§ **Extrait du texte**
Poète et philosophe, universitaire et essayiste, éditeur et traducteur, Michel Deguy, décédé mercredi à l’âge de 91 ans, a consacré son œuvre à défendre la poésie comme langage vital contre la marchandisation du monde.

Fondateur en 1977 de la revuePo&sie (Belin), publication de référence de la poésie contemporaine, ce grand intellectuel à l’éternelle cigarette a abordé tous les champs de la connaissance en poète-philosophe, explorant les liens entre ces deux disciplines réunies dans une " poésie pensante ".

Comme ses contemporains Yves Bonnefoy et Philippe Jaccottet, l’auteur du " Tombeau de Du Bellay " (1973) s’est inscrit, dès ses premiers livres publiés à partir de 1960 chez Gallimard, dans cette tradition littéraire de 2.500 ans.

Lauréat du grand prix de poésie de l’Académie française en 2004, cet agrégé de philosophie devenu en 1968 maître de conférence en littérature française à Paris VIII, a été également membre pendant 25 ans du comité de lecture de Gallimard de 1962 à 1987.

Proche du philosophe Jacques Derrida, il a participé aux revues " Critique " et " Les temps modernes ", et présidé le Collège international de philosophie de 1989 à 1995.

Il a publié de nombreux recueils de poèmes (" Poèmes de la presqu’île ", " Gisant ", " Donnant, donnant 1960-1980 ", " A ce qui n’en finit pas ", " Desolatio "), des essais (" L’Energie du désespoir ", " La poésie n’est pas seule ", " Réouverture après travaux " …), des traductions de Heidegger (" Approche d’Hölderlin "), du philosophe grec Empédocle ou du poète roumain de langue allemande Paul Celan.

§ **Consigne 1**
Quels recueils de poèmes l'extrait sur Michel Deguy cite-t-il ?
§ **Consigne 2**
Donnez la suite de l'extrait sur Michel Deguy à partir de sa dernière phrase.
Les lignes qui suivent forment un matériau distinct de l'extrait sur Michel Deguy.

§ **Données de l'exercice**
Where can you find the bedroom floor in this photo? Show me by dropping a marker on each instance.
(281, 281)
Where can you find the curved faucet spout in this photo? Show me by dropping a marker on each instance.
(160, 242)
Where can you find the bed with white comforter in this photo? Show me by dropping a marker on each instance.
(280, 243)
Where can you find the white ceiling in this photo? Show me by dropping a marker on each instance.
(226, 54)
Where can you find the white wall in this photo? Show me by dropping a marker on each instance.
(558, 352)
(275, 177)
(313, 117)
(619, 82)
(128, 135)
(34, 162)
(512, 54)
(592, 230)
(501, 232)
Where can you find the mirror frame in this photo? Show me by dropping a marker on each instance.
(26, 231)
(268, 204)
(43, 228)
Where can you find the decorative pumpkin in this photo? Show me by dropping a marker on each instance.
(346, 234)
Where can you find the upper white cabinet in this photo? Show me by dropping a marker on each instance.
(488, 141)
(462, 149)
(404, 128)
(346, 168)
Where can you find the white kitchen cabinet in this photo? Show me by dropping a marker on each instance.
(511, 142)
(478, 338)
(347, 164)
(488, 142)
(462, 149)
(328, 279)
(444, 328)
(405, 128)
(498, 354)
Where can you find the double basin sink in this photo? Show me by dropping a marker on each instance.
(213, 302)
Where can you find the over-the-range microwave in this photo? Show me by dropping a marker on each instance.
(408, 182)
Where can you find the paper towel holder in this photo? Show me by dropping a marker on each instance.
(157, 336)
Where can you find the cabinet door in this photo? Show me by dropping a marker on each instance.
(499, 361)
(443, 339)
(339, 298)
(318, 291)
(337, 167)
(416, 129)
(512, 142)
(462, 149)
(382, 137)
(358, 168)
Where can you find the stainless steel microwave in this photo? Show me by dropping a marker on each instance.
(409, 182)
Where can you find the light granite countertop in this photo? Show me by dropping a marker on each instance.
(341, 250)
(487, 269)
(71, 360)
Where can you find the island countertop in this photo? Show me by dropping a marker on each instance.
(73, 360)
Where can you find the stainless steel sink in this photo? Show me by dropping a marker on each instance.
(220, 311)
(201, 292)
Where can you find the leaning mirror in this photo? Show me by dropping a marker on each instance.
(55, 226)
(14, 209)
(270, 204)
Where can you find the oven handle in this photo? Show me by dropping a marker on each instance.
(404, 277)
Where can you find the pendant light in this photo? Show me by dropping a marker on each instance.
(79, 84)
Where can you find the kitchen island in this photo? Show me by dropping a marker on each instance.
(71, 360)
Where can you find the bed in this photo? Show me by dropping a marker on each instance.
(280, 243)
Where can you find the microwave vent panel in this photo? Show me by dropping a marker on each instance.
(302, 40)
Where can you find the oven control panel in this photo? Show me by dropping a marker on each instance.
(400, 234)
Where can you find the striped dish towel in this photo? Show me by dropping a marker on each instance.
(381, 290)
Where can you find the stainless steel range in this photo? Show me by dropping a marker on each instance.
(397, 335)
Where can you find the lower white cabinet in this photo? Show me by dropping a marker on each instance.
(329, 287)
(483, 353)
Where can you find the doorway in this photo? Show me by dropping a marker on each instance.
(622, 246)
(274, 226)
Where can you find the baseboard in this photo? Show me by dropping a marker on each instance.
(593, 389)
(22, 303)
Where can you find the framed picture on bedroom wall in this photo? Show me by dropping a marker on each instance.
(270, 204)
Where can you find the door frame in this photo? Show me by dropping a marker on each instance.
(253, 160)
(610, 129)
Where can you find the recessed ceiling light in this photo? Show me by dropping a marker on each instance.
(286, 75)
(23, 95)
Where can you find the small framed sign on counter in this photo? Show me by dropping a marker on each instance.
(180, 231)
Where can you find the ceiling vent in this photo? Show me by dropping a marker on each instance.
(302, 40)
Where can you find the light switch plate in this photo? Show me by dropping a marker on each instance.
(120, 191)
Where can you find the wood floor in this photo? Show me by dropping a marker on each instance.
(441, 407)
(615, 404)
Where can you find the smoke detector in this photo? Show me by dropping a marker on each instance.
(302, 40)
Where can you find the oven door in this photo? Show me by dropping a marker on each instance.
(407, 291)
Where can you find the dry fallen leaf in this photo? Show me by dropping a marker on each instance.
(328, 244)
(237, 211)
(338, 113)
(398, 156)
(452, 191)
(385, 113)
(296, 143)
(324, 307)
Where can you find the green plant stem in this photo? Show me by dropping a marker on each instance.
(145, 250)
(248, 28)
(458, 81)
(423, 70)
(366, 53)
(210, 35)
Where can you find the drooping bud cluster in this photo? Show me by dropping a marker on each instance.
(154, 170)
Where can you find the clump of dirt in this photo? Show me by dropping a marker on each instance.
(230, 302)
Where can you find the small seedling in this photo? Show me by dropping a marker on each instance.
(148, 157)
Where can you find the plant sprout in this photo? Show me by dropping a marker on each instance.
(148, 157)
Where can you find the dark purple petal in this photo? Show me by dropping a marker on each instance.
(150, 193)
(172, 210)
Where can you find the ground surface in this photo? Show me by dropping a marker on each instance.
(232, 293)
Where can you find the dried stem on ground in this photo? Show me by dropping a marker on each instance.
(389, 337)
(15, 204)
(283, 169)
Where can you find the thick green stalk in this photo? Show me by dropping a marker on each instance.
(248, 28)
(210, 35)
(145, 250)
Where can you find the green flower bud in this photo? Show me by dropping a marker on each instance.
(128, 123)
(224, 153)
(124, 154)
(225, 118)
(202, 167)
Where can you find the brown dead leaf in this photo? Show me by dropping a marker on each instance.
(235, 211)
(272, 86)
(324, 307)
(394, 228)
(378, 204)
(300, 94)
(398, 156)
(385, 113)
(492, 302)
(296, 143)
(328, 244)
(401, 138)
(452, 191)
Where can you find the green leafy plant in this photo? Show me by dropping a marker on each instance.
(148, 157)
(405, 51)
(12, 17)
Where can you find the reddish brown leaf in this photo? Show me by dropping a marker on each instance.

§ **Réponse 1**
« Poèmes de la presqu’île », « Gisant », « Donnant, donnant 1960-1980 », « A ce qui n’en finit pas », « Desolatio »

§ **Réponse 2**
– Le poète est résistant –

Né le 23 mai 1930 à Paris dans une famille d’industriel, Michel Deguy s’est toujours impliqué dans la marche du monde, s’inquiétant ces dernières années de l’avenir de la pensée et de la poésie, dans un monde d’écrans.

" Quand on leur parle d’images, les jeunes gens ne songent pas du tout à l’image du poème mais à celle de la photographie, à l’image que l’on peut saisir par les yeux, plutôt que par l’imagination ", s’inquiétait-il dans La Croix en 2011.

Le poète, à ce titre, est un résistant et la poésie ne peut se limiter à une activité culturelle. Par sa réinvention de la pensée, elle doit agir contre l’isolement des êtres, la montée des populismes, la communication qui vide le langage de son sens.

" Le poème est un aparté le plus souvent bref et quasi inaudible dans la gigantesque rumeur, bruit et fureur, qui peine à s’obstiner dans son croire changer le monde et même changer la vie ", écrivait-il dans son imposant triptyque " La vie subite " (2017).

Cette menace sur le langage est la même qui pèse selon lui, sur notre présence au monde de plus en plus dévasté. Il évoquait ainsi les liens entre poésie et écologie dans " L’envergure des comparses " (2017).

" La poésie est un mode du penser: voir et montrer le non-encore-visible et le peu-visible. L’écologie est une clairvoyance à longue portée, météoro-logique, qu’alertent les voyants rouges de toutes parts. (…). Leur conjonction et leur articulation s’avèrent indispensables et urgentes ".

Longtemps catholique, ce père de trois enfants, dont la comédienne Marie-Armelle Deguy, avait confessé son détachement de l’Eglise dans " Un homme de peu de foi " (2002). Dans " A ce qui n’en finit pas " (1995), il avait raconté avec un lyrisme tendu sa vie conjugale avec sa femme morte d’un cancer après 40 ans de vie commune " contentieuse, violente, impossible ".